§ REQUISITO:
Reproduza, sem alterações, o trecho do texto sobre o adiamento do regulamento europeu da desflorestação que começa nas palavras "A Greenpeace UE" e termina logo após "alteração na assembleia.".

§ TEXTO EXTRAÍDO:
==============================
Decisão da Comissão de adiar a aplicação do regulamento foi recebida com alívio pelos setores empresariais afetados, gritos de vitória pelos deputados conservadores e uivos de indignação por parte dos grupos ecologistas, que a veem como mais um sinal de recuo na promessa do Pacto Ecológico.
O executivo da União Europeia pareceu ceder ao inevitável ao propor, na quarta-feira, um adiamento de 12 meses de uma lei que exigiria que os fornecedores de óleo de palma, madeira, café, carne de bovino e outros produtos de base provassem que a sua produção não implicava a desflorestação sob pena de perderem o o ao mercado da UE a partir do final do ano.
A medida foi tomada após meses de apelos cada vez mais veementes por parte dos lobbies empresariais e agrícolas e dos principais parceiros comerciais, incluindo os EUA e o Brasil.
“Ursula von der Leyen cedeu à pressão constante das empresas e dos países que sabiam que o regulamento estava para vir há anos, mas que não se prepararam devidamente para ele”, afirmou Nicole Polsterer, ativista da organização de defesa das florestas e dos direitos humanos Fern, atribuindo a culpa diretamente à Presidente da Comissão Europeia.
“Isto é inaceitável, especialmente quando tantas outras empresas investiram tempo e dinheiro para se prepararem”, afirmou Polsterer.
A Greenpeace UE considera que a lei é uma das “realizações mais significativas” do Pacto Ecológico Europeu, que foi um dos pontos centrais do primeiro mandato de Von der Leyen.
“O Regulamento da Desflorestação foi acordado em dezembro de 2022 e é indesculpável que a Comissão tenha demorado tanto tempo a emitir os documentos de apoio para a implementação da lei”, disse Sébastien Risso, diretor de política florestal da Greenpeace.
O Partido Popular Europeu (PPE), o maior grupo político do Parlamento Europeu, lançou uma pressão concertada para um adiamento imediatamente após as eleições europeias de junho e, com o apoio de grupos políticos mais à direita, irá provavelmente garantir a rápida aprovação da alteração na assembleia.
==============================
§ DADOS DE ORIGEM:
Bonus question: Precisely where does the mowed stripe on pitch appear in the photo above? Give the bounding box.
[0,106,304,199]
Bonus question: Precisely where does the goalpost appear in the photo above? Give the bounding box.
==============================
§ RESPOSTA À TAREFA:
A Greenpeace UE considera que a lei é uma das “realizações mais significativas” do Pacto Ecológico Europeu, que foi um dos pontos centrais do primeiro mandato de Von der Leyen.
“O Regulamento da Desflorestação foi acordado em dezembro de 2022 e é indesculpável que a Comissão tenha demorado tanto tempo a emitir os documentos de apoio para a implementação da lei”, disse Sébastien Risso, diretor de política florestal da Greenpeace.
O Partido Popular Europeu (PPE), o maior grupo político do Parlamento Europeu, lançou uma pressão concertada para um adiamento imediatamente após as eleições europeias de junho e, com o apoio de grupos políticos mais à direita, irá provavelmente garantir a rápida aprovação da alteração na assembleia.